Text to read
-- BEGIN --

My wife and I are trying to come up with a realistic long-term strategy for handling her law school debt while still being able to build toward other financial goals, and I’d appreciate advice from people who’ve dealt with something similar.
Current situation:
– My wife graduates law school at the end of this month
– She has about ~$220,000 in Grad PLUS student loans at ~8.95%
– Roughly ~$20,000 of that is accrued interest that has not capitalized yet
– She’s studying for the bar this summer and will take it in July
– Assuming she passes, she has a job lined up starting in October making ~$95k/year
For me:
– I’m currently a graduate student making about ~$35k/year (sometimes a bit more if I adjunct teach)
– I’ll probably be at that income level for another ~3 years before hopefully moving into a professor position in the ~$70–80k range
Other financial info:
– We currently have about ~$30k in savings
– No other significant debt
– We eventually want to buy a house, start a family, invest consistently, and not completely delay retirement savings or future college funds for kids
One important point:
PSLF is probably not realistic for her current career trajectory/job, so we are mainly trying to decide between staying federal for flexibility vs refinancing aggressively if rates become favorable.
We’re considering a few options:
– Refinancing privately at some point if we can substantially reduce the interest rate
– Moving to a 20–25 year repayment plan to lower mandatory monthly payments, but then making aggressive extra payments whenever possible
– Staying federal for safety/flexibility while our income is lower over the next few years
– Trying to balance loan payoff with investing and saving for a future home
The thing that worries us most is getting trapped in a situation where all of our cash flow goes toward debt and we delay every other major life goal for the next decade. But at the same time, nearly 9% interest feels hard to ignore.
If you were in our situation, how would you approach this over the next 3–5 years?
Especially interested in:
– Refinance vs staying federal
– Whether extended repayment + aggressive extra payments is a smart approach
– How much cash savings you’d keep before aggressively attacking the loans
– Any pitfalls people with large law school debt commonly run into
Thanks.
Trying to balance large student loans with saving for a house/family
byu/weenir_cum_balls inStudentLoans
Posted by weenir_cum_balls
8 Comments
$95k starting salary seems a bit low.
Stay federal, pay off as aggressively as you can, especially if PSLF is not an option. Get as high paying of a job as possible if unable to go for PSLF. Consider a consult with student loan planner – or at least check out his(Travis) YouTube and podcast.

-- END --

Supplied entries
-- BEGIN --

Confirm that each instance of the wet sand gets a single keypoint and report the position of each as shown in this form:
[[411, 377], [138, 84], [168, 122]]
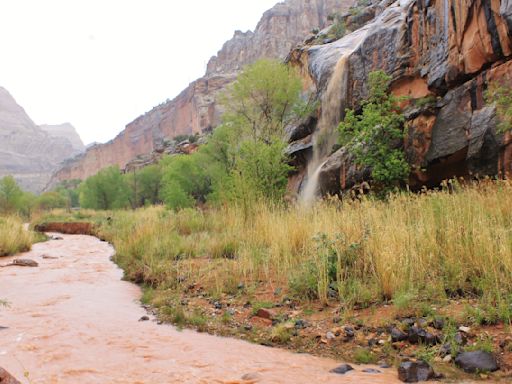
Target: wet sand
[[72, 320]]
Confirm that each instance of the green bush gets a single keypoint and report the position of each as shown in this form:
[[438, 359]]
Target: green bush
[[375, 137], [501, 97]]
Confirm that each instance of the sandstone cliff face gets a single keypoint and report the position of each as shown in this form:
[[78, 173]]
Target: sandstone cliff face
[[67, 131], [26, 151], [195, 110], [444, 49]]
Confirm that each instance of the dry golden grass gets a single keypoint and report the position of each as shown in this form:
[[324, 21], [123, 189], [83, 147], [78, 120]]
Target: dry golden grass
[[13, 237], [363, 251]]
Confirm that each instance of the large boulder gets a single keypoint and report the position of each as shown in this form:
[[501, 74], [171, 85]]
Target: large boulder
[[477, 361], [6, 378], [414, 371]]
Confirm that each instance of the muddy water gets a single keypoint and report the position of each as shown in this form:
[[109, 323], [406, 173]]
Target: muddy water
[[72, 320]]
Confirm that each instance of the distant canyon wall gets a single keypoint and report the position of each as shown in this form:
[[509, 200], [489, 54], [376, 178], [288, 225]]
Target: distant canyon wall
[[28, 152], [195, 110]]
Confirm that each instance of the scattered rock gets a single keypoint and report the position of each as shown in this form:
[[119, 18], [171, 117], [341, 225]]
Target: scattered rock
[[342, 369], [460, 338], [477, 361], [422, 322], [6, 378], [371, 370], [446, 349], [22, 263], [408, 322], [301, 324], [447, 359], [438, 323], [398, 335], [414, 371], [265, 313], [419, 335], [248, 327], [252, 377]]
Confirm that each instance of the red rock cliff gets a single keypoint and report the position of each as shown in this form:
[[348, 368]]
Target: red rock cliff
[[446, 49], [195, 109]]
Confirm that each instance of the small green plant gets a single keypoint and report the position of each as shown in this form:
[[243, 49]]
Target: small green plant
[[424, 101], [364, 356], [404, 300], [261, 305], [426, 353], [375, 137], [501, 97], [282, 333], [484, 343], [226, 318]]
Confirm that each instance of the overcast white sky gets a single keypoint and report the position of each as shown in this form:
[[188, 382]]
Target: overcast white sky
[[99, 64]]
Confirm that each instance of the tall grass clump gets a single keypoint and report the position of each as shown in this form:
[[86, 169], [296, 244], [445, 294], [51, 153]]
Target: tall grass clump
[[13, 237], [456, 241]]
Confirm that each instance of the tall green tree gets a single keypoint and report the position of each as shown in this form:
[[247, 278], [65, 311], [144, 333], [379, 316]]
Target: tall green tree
[[185, 181], [145, 185], [264, 99], [105, 190], [10, 195]]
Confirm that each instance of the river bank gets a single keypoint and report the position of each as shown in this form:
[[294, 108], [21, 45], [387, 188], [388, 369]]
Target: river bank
[[73, 320]]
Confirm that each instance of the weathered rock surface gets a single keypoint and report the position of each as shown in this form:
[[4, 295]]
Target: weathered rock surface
[[342, 369], [67, 131], [6, 378], [446, 50], [477, 361], [27, 152], [413, 372], [195, 110]]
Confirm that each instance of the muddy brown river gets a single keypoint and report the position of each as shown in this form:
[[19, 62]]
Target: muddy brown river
[[73, 320]]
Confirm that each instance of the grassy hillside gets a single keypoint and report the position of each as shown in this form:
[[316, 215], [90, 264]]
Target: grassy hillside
[[13, 237]]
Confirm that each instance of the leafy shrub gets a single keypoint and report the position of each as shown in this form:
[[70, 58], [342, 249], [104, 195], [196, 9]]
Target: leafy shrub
[[501, 96], [375, 137]]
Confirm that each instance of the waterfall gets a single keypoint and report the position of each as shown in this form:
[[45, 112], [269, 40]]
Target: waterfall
[[333, 106]]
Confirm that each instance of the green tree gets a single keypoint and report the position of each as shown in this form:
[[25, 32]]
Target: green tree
[[105, 190], [10, 195], [51, 200], [501, 97], [145, 185], [185, 181], [375, 137]]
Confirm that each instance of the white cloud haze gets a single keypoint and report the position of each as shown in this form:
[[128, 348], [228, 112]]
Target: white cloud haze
[[101, 63]]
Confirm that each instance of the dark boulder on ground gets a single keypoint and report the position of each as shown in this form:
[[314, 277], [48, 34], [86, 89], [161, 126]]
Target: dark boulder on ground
[[398, 335], [415, 371], [477, 361], [6, 378], [342, 369]]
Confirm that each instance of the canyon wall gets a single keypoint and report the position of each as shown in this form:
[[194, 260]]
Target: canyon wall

-- END --

Given request 1
In the student loan post, in which month will the wife take the bar exam?
Given request 2
Count the lines in the rows that contain the string "scattered", treating uppercase and lowercase as different, and give only the number.

Expected output 1
July

Expected output 2
2